Required work:
The RAID page excerpt below names operating systems with built-in software RAID. List every one of them.

Page excerpt:
A RAID implementation is only as good as its backbone. A fault tolerant drive array is only as fault tolerant as the components of which is it made. Unless all the components of the array are fault tolerant, redundant, or hot swappable, the array can still suffer a complete failure. A fault tolerant array should utilize hot swappable and redundant power supplies, hot swappable fans, controllers, and hard drives. In some cases it is even advisable to have fail-over servers.

Software based RAID solutions, like those built into Windows NT Workstation, Windows NT Server, and Windows 2000, draw precious system resources from the host processor(s) to control the RAID storage, while hardware based RAID solutions free the host processor(s) to handle other applications, such as a nonlinear editing program. Anytime RAID is implemented with redundancy or with parity and fault tolerance, maximum data throughput will be lower than RAID without fault tolerance or parity. In video applications, this may or may not be a problem, but there are also ways to increase throughput, if necessary.

Most nonlinear editing systems utilize RAID 0 for maximum performance at the expense of data loss from potential crashing, while other video systems utilize some form of fault tolerant RAID to prevent crashing. RAID 0 is striped disks only without fault tolerance. Servers, on the other hand, require data to be available at all times. Servers utilize fault tolerant RAID like RAID 3, 4, 5, and 6 and many typically utilize mirrored disks in addition to the RAID 3, 4, 5, and 6 arrays. There are other "levels" of RAID too, but they tend to be variants of RAID levels 0, 1, 3, 4, 5, or 6. Many RAID controllers do not support RAID 6 and the majority of RAID controllers support RAID 3 and 4 but not both. In the following sections, RAID will be discussed in depth.

Solumedia follows the RAID Advisory Board definition of RAID which is based on a 1988 paper titled "A Case for Redundant Arrays of Inexpensive Disks (RAID)" by David A. Patterson, Garth A. Gibson, and Randy H. Katz and presented during the ACM SIGMOD Conference on Management of Data in Chicago, Illinois. This paper has become known as the Berkeley Paper and the RAID types defined are known as Berkeley RAID levels. The consummate source of information on RAID technology is The RAIDbook published by the RAID Advisory Board. It and other sources were used as references in the development of this paper. The RAID Book costs approximately $49.

Data records:
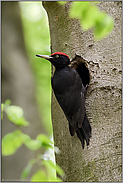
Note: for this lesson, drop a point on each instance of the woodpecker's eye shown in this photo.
(56, 56)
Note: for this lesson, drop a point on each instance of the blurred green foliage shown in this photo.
(91, 17)
(37, 40)
(14, 140)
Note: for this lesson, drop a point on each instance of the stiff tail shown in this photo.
(84, 133)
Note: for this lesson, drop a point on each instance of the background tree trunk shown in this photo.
(18, 86)
(101, 161)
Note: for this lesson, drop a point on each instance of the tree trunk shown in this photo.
(101, 161)
(18, 86)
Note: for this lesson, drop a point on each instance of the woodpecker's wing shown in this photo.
(69, 92)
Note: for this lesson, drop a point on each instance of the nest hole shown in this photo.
(79, 64)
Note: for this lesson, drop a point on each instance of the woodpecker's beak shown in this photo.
(45, 56)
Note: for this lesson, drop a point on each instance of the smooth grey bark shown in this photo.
(101, 161)
(18, 86)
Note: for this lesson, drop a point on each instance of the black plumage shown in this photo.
(70, 94)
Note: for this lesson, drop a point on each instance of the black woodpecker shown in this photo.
(70, 94)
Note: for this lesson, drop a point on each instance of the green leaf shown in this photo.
(27, 169)
(15, 115)
(62, 2)
(90, 16)
(33, 144)
(39, 176)
(44, 139)
(11, 142)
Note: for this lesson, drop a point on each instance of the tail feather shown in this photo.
(84, 133)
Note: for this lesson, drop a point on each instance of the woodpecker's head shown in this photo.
(58, 59)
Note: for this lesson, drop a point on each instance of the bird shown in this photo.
(70, 94)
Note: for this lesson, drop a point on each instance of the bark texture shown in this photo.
(18, 86)
(101, 161)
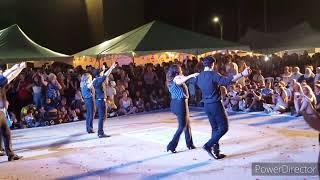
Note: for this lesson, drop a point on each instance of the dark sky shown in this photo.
(61, 25)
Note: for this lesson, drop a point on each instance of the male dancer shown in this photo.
(5, 78)
(209, 81)
(98, 83)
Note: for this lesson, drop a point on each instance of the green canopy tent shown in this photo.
(157, 37)
(302, 36)
(15, 46)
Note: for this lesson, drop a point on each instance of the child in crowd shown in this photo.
(139, 102)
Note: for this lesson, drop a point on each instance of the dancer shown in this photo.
(209, 81)
(86, 86)
(179, 105)
(5, 78)
(98, 83)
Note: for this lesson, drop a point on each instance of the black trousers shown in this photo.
(218, 121)
(5, 136)
(181, 110)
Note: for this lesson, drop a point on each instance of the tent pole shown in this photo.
(132, 57)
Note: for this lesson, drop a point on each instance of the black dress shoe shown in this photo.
(216, 152)
(191, 147)
(14, 158)
(2, 153)
(103, 136)
(209, 150)
(172, 150)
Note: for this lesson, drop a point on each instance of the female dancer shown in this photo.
(179, 105)
(87, 94)
(5, 78)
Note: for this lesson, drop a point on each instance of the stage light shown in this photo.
(216, 19)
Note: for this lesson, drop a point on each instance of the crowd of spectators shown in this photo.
(51, 94)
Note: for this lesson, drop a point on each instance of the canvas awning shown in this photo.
(15, 45)
(157, 37)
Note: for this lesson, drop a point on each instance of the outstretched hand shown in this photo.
(114, 64)
(23, 65)
(194, 75)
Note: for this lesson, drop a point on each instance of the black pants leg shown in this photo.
(89, 119)
(180, 109)
(1, 143)
(6, 135)
(218, 121)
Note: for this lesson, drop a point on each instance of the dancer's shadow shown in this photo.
(175, 171)
(56, 145)
(112, 168)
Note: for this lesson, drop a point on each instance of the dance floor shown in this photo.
(137, 148)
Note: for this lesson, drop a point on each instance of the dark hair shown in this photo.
(173, 71)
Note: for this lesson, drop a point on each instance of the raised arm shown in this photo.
(110, 69)
(246, 72)
(182, 79)
(14, 71)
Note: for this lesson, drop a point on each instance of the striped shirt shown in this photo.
(178, 91)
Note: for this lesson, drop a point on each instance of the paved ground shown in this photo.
(137, 149)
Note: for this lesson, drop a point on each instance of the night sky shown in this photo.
(61, 25)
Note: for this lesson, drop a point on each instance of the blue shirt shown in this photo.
(178, 91)
(86, 92)
(98, 86)
(209, 82)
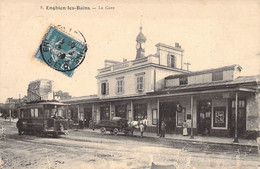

Correct output:
Windows NT Workstation
Windows NT Server
Windows 2000